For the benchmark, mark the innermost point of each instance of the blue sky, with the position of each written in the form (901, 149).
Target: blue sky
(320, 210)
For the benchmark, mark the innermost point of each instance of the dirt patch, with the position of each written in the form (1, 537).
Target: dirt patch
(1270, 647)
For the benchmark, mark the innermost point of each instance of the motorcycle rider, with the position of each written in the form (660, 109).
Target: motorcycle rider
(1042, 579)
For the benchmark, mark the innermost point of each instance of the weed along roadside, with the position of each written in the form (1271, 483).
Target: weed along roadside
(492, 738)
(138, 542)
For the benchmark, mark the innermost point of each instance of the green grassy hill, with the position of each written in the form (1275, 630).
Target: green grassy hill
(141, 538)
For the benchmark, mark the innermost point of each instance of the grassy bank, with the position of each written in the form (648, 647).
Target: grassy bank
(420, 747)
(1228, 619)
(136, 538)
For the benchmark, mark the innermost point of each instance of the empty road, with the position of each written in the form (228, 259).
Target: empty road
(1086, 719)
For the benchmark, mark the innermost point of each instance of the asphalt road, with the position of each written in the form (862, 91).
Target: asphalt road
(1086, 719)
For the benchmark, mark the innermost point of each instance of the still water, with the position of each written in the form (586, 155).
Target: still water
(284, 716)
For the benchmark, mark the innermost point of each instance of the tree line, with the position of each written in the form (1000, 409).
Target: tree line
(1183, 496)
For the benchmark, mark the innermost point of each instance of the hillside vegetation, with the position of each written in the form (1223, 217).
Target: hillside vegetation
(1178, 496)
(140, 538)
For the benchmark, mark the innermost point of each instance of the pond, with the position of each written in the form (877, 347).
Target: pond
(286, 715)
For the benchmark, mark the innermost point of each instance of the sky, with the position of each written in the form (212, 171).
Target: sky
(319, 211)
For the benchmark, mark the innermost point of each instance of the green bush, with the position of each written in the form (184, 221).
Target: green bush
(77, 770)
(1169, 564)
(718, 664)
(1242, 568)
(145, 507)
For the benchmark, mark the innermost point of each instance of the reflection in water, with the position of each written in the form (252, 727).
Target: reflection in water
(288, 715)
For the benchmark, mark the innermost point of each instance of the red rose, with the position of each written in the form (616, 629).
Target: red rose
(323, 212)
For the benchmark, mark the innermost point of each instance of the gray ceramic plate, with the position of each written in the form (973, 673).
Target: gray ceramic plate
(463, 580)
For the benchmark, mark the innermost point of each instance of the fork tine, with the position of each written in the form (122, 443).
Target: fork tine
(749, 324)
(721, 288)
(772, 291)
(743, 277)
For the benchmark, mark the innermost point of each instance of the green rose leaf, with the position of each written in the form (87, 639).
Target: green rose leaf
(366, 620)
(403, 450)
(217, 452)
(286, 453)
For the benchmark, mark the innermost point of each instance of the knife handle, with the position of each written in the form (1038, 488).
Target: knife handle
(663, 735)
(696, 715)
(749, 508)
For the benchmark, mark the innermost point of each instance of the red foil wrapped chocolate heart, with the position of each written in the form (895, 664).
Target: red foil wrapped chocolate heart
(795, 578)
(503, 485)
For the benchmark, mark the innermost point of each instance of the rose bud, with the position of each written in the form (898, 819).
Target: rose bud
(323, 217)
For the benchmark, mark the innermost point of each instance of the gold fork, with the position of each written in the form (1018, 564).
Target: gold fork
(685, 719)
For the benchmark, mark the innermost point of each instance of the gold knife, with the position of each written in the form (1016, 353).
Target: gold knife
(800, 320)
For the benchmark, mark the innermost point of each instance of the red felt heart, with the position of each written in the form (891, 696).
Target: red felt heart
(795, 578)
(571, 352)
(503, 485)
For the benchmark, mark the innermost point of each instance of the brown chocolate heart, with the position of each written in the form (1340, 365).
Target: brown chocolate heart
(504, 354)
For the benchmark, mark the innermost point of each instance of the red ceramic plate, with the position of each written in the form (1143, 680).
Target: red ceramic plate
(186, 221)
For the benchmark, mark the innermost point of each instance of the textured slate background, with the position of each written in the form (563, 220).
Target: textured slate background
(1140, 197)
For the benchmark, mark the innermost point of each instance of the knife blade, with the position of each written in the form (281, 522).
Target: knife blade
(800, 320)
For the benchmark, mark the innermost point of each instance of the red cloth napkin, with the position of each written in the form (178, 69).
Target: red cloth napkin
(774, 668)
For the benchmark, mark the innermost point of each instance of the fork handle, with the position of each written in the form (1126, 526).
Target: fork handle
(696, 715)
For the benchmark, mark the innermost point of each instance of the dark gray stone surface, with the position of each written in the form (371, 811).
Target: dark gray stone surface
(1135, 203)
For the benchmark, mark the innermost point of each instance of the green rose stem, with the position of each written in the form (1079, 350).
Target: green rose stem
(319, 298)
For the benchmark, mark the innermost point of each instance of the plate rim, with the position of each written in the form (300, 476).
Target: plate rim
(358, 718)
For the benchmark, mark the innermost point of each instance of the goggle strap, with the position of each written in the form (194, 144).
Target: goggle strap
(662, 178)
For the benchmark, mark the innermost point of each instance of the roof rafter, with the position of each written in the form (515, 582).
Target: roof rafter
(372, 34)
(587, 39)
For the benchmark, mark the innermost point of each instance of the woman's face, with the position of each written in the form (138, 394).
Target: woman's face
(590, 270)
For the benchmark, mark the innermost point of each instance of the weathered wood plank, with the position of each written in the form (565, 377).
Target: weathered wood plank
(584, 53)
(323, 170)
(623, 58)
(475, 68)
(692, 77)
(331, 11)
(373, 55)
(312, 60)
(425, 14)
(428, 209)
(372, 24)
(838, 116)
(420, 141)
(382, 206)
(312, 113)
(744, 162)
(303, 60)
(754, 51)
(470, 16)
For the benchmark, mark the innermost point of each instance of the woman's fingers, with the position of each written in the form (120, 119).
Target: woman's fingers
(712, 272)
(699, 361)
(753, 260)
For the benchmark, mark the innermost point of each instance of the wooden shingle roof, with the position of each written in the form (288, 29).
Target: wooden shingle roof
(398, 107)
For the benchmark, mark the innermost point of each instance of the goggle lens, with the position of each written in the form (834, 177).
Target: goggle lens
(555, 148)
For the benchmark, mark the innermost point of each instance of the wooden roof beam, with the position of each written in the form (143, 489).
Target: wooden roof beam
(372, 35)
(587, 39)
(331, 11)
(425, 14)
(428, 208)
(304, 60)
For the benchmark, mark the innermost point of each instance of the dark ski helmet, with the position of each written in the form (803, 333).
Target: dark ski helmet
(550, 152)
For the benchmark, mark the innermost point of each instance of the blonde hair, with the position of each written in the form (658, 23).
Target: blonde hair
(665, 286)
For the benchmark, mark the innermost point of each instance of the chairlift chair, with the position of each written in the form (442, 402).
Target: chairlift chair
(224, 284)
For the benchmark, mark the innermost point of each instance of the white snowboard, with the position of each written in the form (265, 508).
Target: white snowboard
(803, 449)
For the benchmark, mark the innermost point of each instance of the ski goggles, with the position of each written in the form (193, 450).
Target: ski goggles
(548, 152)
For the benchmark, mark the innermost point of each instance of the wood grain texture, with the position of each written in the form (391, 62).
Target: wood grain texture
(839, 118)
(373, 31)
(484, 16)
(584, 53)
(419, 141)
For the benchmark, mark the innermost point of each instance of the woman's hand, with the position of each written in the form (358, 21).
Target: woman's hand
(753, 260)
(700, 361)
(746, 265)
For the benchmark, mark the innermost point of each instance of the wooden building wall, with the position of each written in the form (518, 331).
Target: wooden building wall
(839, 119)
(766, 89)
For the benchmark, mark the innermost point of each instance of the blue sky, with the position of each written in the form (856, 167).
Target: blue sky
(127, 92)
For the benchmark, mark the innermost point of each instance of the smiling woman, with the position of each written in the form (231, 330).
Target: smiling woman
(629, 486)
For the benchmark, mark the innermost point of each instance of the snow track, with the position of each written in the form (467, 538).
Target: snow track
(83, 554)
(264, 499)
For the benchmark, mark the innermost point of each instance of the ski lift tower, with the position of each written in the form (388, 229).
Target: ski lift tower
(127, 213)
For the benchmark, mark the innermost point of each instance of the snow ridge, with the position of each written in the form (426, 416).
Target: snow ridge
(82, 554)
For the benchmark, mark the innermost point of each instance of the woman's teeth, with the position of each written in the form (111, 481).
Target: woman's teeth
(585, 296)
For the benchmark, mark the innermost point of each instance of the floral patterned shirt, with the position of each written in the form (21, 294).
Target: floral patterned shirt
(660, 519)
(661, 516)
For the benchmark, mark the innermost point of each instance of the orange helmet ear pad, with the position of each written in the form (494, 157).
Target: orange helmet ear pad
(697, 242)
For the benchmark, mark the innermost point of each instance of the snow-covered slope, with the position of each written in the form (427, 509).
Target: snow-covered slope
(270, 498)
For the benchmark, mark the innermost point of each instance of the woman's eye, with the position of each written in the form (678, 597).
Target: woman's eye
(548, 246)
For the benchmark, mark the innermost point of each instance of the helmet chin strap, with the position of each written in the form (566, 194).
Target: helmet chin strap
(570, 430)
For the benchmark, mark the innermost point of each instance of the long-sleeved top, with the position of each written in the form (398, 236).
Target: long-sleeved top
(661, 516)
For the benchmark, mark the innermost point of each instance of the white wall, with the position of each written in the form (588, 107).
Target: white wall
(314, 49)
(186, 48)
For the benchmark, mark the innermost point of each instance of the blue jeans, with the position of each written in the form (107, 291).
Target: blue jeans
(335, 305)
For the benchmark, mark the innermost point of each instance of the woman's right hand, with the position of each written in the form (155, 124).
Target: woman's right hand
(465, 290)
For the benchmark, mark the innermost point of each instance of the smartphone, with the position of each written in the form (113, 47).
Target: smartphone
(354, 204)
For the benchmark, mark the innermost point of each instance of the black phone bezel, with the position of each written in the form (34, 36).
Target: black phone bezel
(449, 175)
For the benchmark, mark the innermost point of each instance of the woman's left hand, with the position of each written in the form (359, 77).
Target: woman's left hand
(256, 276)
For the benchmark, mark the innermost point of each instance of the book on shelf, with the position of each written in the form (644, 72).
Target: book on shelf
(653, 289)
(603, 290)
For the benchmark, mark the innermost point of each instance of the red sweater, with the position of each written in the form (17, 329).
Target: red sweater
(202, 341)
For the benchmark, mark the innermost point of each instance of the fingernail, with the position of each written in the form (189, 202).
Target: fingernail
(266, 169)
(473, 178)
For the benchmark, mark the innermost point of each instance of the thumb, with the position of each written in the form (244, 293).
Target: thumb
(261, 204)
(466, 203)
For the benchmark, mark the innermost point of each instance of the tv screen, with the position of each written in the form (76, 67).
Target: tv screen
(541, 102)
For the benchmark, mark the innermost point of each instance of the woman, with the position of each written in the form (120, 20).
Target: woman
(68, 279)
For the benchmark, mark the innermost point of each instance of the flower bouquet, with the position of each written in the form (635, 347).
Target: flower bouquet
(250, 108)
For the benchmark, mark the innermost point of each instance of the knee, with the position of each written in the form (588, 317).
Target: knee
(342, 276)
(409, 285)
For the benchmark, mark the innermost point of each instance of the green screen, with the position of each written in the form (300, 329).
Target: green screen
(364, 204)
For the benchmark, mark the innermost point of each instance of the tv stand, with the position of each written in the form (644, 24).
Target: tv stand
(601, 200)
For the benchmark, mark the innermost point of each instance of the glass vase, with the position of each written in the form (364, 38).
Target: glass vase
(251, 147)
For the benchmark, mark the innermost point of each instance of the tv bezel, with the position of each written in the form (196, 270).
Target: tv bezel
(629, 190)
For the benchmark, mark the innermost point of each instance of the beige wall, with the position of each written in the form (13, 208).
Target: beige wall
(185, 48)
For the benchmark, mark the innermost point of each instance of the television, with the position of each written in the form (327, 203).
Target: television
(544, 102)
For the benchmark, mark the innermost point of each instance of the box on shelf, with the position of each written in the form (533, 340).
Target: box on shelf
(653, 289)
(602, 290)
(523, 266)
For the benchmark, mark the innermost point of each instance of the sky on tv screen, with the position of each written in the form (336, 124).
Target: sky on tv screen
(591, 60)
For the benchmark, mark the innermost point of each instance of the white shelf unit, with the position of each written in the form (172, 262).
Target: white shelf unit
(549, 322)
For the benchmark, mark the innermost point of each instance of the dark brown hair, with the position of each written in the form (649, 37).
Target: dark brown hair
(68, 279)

□ □ □

Copy only this span: the line that contains "form (327, 203).", the last line, and every line between them.

▶ [OUTPUT]:
For the benchmark, mark the innermost point of each instance of the television, with the position of each written in the form (327, 203).
Target: television
(544, 102)
For the benchmark, mark the innermost point of each instance of the box on shelf, with the position of each written in the form (533, 340).
Target: box on shelf
(653, 289)
(602, 290)
(523, 266)
For the benchmark, mark the innermost point of each instance of the sky on tv screen, with the position of each written in the form (336, 124).
Target: sky on tv screen
(591, 60)
For the benchmark, mark the innermost point of each instance of the white shelf unit, with the position of each written in the form (172, 262).
Target: white shelf unit
(549, 322)
For the benchmark, mark the innermost point of each instance of the dark brown hair, with the position of each written in the form (649, 37).
Target: dark brown hair
(68, 279)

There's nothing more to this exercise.